Can you return every line of the data below word for word, with nothing added, dropped, or altered?

★ ★ ★ ★ ★ ★ ★

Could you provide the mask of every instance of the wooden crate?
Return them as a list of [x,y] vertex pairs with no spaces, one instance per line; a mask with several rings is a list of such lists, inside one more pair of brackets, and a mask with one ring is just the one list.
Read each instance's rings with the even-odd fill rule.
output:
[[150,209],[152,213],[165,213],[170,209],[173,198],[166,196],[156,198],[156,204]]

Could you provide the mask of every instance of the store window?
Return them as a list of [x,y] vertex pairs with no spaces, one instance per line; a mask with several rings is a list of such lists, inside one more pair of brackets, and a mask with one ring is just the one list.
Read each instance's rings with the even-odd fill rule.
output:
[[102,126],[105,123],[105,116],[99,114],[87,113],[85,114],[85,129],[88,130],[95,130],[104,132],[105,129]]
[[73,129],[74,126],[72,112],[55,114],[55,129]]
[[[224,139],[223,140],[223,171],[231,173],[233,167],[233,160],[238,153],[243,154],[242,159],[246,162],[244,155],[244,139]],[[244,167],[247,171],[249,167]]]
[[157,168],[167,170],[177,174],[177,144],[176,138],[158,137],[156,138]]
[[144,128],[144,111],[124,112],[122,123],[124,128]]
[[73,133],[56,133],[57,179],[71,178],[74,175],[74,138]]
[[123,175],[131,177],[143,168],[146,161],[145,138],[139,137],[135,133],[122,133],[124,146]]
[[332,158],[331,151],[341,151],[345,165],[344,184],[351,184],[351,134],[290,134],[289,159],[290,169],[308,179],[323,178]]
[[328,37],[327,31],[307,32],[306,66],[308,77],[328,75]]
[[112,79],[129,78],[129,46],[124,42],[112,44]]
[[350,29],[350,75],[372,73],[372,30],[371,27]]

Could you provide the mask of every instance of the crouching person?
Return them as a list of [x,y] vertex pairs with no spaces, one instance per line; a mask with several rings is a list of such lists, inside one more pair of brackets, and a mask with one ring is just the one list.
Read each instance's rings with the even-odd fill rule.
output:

★ ★ ★ ★ ★ ★ ★

Exercise result:
Could you provide the mask of every instance of the wooden crate?
Return them as a list of [x,y] vertex pairs with no spaces, one instance per line; a mask with several rings is a list of such lists, inside one more pair of brackets, and a mask with one ring is just the one list.
Read each instance's rings with the even-odd fill rule.
output:
[[150,209],[152,213],[165,213],[170,209],[173,198],[166,196],[156,198],[156,204]]

Could you provide the mask of every instance of the store window?
Return them as a list of [x,y] vertex pairs with no spaces, one instance per line; a mask with several rings is a list of such lists, inside one more pair of brackets, and a mask with one ring is just the one list.
Read each instance's rings with the even-odd fill rule.
output:
[[102,126],[105,123],[105,116],[99,114],[87,113],[85,114],[85,129],[88,130],[95,130],[104,132],[105,129]]
[[73,129],[74,126],[72,112],[55,114],[55,129]]
[[[224,139],[223,140],[223,171],[231,173],[233,167],[233,160],[238,153],[243,154],[242,159],[246,162],[244,155],[244,139]],[[244,167],[247,171],[249,167]]]
[[157,168],[167,170],[177,174],[177,144],[176,138],[158,137],[156,138]]
[[144,128],[144,111],[124,112],[122,123],[124,128]]
[[73,133],[56,133],[57,179],[71,178],[74,175],[74,138]]
[[123,175],[131,177],[143,168],[146,161],[145,138],[139,137],[135,133],[122,133],[124,146]]
[[332,158],[331,151],[341,151],[345,165],[344,184],[351,184],[351,134],[290,134],[289,159],[290,169],[308,179],[323,178]]
[[328,37],[327,31],[307,32],[306,66],[308,77],[328,75]]
[[112,79],[129,78],[129,46],[124,42],[112,44]]
[[350,29],[350,75],[372,73],[372,30],[371,27]]

Could you provide the mask of every instance of the crouching person?
Return them as a list of [x,y] vertex pairs with no spaces, one instance per line; a mask with several rings is a list of such lists, inside one more pair of brackets, and a mask with one ring is just the one list.
Read each instance's rings with the even-odd fill rule.
output:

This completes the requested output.